Task to complete ▸
Select each line of the records below that contains the string "reflection" and copy those lines out.
[Begin Material provided]
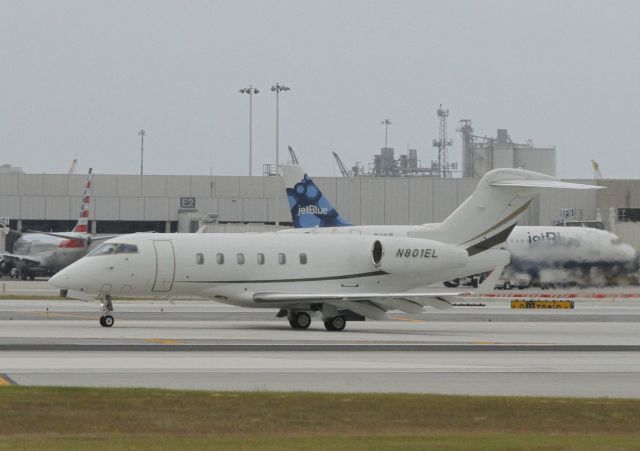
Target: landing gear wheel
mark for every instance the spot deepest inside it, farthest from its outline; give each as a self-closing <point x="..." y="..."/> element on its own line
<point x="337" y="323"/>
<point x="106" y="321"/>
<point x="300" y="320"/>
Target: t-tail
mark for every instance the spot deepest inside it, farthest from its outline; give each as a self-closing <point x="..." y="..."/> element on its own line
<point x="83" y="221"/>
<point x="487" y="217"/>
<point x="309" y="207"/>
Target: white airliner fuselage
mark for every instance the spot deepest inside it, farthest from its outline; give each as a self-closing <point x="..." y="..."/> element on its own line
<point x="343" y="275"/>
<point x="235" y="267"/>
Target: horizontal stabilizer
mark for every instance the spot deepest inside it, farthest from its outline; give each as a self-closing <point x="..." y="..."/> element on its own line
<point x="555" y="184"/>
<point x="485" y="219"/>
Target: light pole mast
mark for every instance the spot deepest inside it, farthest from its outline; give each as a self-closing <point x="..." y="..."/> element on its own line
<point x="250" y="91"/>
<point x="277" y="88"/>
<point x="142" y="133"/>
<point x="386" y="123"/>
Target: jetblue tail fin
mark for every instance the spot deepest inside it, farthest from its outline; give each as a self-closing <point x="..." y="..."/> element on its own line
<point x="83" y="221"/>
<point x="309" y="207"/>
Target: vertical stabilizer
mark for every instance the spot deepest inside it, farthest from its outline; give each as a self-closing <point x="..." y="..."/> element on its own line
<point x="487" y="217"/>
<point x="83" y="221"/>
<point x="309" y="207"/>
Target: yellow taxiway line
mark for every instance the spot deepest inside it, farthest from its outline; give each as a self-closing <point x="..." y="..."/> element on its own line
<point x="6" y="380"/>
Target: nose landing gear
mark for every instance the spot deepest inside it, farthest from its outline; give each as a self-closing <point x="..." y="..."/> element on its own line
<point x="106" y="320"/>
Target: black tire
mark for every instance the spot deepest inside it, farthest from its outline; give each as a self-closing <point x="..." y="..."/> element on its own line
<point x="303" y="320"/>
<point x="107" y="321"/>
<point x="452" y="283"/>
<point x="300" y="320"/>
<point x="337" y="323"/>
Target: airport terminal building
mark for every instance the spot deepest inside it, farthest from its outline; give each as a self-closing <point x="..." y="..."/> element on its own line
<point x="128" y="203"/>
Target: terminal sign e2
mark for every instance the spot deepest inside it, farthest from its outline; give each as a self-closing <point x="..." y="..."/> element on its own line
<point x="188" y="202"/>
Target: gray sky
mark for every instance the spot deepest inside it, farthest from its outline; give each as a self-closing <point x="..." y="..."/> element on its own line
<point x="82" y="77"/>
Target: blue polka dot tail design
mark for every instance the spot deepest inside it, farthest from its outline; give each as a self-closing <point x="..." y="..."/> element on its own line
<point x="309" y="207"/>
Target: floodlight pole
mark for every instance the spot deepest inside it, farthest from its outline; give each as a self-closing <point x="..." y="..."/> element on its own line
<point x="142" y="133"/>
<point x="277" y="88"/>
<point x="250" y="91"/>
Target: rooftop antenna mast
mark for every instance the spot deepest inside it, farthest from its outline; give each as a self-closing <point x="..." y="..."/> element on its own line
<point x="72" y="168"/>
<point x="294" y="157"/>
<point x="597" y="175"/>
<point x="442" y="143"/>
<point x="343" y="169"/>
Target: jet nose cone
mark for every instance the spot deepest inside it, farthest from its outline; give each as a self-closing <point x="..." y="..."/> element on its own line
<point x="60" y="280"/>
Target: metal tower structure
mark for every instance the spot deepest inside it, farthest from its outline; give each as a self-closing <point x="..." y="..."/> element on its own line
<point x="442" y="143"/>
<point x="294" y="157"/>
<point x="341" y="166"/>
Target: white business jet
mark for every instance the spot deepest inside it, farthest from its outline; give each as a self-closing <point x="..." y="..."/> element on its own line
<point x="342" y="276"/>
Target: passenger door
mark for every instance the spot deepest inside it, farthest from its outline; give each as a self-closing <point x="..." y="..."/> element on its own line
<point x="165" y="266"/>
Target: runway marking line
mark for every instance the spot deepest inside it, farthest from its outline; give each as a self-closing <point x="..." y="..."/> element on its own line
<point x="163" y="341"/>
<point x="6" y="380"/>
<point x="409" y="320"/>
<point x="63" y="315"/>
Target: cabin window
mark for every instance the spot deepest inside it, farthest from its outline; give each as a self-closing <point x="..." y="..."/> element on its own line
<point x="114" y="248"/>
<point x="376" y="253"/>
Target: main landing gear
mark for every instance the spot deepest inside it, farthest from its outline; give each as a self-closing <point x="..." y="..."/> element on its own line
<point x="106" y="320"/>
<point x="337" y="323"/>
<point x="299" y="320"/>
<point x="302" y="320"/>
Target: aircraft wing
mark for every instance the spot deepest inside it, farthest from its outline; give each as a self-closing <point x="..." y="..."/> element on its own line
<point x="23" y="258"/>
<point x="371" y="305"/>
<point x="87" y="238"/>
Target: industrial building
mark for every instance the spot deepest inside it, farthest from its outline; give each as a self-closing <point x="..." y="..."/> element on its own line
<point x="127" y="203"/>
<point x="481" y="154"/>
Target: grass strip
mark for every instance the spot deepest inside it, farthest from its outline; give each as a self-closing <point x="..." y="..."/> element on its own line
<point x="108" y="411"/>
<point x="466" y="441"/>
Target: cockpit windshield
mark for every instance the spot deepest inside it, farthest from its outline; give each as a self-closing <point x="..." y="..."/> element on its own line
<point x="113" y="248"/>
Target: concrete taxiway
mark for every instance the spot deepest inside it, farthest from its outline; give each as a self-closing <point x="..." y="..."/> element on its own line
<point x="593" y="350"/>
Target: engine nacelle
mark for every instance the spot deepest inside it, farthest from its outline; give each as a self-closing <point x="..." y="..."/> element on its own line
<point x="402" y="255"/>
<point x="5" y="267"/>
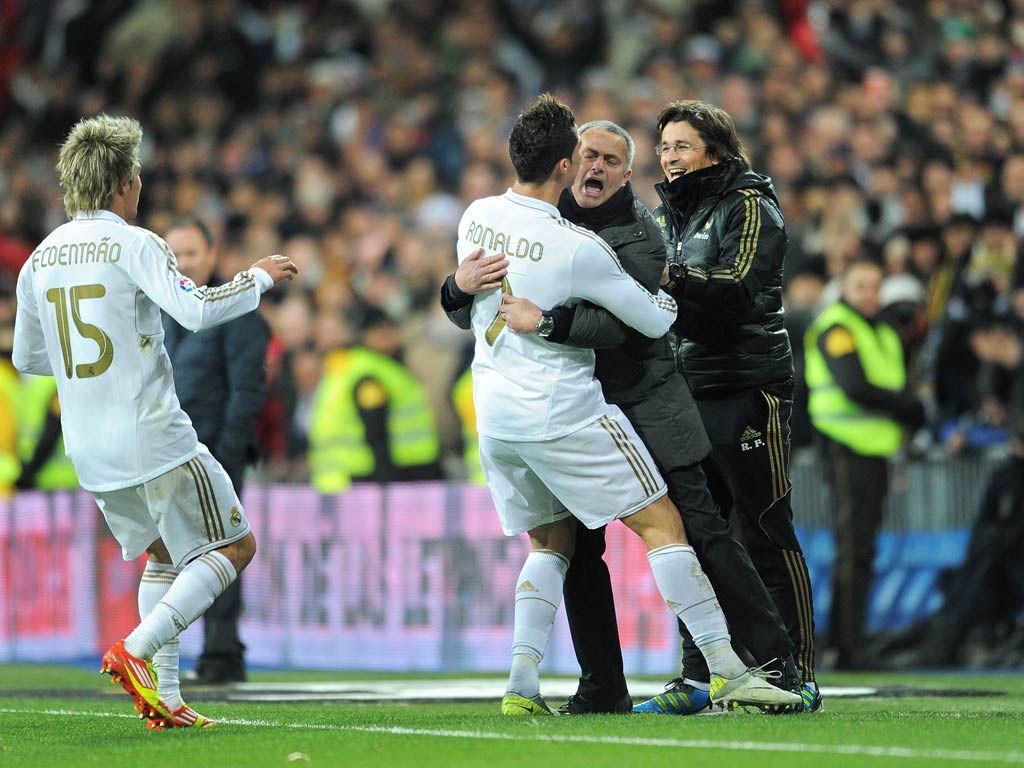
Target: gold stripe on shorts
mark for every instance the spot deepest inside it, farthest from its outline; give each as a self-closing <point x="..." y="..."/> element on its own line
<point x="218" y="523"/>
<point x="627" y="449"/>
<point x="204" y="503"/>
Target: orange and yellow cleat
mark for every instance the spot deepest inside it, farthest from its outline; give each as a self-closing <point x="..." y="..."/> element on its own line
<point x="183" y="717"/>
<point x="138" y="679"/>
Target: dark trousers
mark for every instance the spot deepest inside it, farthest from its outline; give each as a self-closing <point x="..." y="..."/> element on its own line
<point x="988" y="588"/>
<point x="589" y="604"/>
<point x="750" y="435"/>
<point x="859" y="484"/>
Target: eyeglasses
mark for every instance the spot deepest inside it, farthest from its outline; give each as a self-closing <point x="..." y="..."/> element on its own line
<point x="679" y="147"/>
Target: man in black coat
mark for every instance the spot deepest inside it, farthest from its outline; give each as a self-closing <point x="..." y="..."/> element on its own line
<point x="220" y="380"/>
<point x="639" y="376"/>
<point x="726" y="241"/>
[End Material provided]
[Begin Material provided]
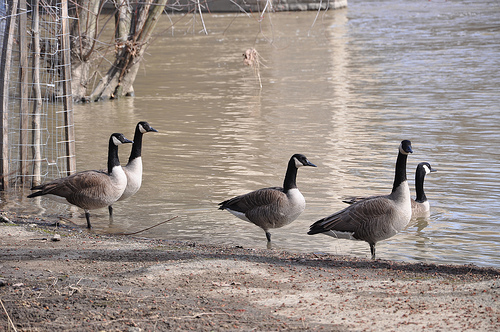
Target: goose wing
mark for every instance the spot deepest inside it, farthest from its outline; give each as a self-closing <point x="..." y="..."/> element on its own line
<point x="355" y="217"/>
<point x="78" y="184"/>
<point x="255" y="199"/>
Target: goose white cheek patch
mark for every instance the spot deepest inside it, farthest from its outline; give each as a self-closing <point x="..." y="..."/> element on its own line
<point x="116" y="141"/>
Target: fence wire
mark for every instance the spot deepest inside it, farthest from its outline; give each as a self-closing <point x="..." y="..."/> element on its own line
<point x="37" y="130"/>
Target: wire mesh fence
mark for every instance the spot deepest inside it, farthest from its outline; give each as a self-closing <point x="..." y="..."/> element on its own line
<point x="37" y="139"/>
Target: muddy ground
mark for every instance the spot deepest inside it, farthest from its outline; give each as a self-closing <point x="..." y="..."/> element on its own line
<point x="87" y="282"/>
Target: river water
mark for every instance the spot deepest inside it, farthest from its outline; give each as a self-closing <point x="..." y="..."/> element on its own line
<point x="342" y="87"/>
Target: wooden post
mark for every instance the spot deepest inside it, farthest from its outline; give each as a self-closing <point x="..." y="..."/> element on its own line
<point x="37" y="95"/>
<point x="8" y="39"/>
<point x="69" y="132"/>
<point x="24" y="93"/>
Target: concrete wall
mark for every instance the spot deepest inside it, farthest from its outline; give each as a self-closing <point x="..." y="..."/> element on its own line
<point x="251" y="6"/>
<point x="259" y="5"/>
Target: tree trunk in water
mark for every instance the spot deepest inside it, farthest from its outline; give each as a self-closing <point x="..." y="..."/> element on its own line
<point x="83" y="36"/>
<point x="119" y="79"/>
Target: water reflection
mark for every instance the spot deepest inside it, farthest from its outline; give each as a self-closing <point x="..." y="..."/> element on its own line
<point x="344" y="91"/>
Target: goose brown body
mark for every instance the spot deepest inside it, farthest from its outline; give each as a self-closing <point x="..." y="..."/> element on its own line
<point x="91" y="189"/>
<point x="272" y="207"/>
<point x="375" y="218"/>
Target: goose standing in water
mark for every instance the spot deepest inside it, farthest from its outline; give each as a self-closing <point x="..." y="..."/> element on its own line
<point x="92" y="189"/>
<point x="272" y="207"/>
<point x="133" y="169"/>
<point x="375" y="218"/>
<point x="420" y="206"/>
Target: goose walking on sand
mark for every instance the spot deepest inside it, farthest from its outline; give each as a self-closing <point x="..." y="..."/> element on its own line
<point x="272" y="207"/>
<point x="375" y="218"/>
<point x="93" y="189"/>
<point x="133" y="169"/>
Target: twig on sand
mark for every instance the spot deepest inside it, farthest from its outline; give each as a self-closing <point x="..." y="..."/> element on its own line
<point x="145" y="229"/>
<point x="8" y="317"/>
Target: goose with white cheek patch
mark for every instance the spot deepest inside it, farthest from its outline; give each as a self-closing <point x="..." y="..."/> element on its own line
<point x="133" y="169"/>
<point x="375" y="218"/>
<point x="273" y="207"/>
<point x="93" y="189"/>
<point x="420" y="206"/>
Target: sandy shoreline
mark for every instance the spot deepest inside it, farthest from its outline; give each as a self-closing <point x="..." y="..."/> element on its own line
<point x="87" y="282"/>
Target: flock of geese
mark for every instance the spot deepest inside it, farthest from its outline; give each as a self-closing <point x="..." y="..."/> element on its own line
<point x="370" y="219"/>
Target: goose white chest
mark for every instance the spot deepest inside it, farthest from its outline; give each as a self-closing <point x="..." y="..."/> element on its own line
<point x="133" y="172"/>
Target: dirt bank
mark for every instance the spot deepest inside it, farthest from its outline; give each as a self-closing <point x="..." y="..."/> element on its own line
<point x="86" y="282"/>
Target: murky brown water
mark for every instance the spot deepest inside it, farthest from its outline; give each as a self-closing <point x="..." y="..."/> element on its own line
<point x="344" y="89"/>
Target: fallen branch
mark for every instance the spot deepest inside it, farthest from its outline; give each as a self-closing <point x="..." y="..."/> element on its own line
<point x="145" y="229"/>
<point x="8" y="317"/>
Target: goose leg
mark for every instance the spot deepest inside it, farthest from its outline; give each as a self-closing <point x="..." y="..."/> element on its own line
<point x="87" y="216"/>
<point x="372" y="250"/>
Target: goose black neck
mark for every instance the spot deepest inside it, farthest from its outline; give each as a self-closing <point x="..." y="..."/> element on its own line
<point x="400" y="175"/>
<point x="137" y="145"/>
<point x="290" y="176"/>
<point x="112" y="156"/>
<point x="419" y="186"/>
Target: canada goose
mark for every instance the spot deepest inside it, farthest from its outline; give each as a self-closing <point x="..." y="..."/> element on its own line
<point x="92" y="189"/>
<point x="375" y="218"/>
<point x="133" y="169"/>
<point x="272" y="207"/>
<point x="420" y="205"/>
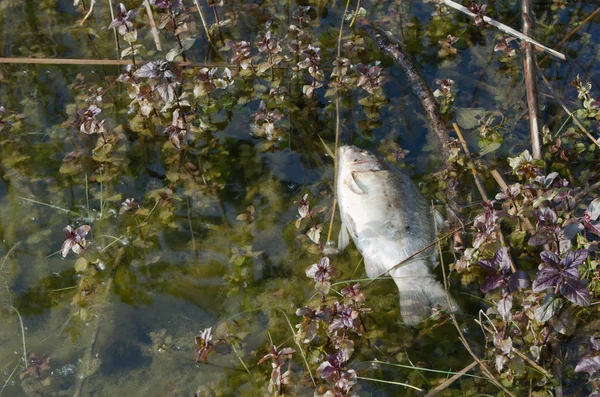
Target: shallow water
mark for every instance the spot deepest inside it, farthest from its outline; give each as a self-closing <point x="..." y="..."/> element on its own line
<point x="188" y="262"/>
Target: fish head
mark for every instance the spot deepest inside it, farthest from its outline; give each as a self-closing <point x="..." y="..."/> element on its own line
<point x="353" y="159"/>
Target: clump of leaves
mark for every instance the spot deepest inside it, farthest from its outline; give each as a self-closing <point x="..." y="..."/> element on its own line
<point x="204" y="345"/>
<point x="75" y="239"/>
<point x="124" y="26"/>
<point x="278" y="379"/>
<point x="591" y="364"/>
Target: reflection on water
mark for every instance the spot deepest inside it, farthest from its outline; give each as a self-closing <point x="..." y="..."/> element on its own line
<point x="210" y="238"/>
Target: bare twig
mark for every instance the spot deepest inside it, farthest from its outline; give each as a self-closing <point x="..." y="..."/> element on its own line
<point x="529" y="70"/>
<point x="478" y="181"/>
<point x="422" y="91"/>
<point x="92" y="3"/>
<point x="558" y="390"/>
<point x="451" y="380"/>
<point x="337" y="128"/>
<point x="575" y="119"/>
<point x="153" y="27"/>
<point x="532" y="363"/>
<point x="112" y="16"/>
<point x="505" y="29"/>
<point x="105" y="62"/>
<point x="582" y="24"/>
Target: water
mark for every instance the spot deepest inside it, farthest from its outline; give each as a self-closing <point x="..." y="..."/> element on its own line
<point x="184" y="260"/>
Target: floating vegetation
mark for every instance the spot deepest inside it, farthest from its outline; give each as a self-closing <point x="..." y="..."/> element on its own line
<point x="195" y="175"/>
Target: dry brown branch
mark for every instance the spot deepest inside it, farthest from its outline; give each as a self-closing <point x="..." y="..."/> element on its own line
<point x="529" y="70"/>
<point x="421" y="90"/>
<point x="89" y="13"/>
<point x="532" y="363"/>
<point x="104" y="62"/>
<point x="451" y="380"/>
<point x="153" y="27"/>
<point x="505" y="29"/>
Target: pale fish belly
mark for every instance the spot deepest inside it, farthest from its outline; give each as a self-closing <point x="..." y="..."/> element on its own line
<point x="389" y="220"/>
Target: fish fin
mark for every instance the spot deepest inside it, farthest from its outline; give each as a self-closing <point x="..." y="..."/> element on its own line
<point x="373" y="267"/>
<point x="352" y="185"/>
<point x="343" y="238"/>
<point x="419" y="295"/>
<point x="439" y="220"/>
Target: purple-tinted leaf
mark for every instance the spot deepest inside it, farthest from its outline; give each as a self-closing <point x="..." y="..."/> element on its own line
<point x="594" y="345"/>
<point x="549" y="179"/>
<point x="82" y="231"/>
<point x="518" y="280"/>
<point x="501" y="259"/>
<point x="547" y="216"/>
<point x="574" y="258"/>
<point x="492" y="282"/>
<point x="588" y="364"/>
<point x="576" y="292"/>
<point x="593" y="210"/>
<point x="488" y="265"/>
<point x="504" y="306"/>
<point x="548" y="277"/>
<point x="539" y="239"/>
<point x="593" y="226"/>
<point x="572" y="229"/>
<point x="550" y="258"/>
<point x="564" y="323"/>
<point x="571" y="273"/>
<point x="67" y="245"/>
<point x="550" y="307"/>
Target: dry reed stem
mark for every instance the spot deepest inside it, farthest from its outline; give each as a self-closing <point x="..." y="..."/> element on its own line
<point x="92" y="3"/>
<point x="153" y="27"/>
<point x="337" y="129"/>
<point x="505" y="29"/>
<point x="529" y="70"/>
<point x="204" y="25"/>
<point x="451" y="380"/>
[End Material provided]
Exercise output ▸
Target: water reflection
Target: reflection on water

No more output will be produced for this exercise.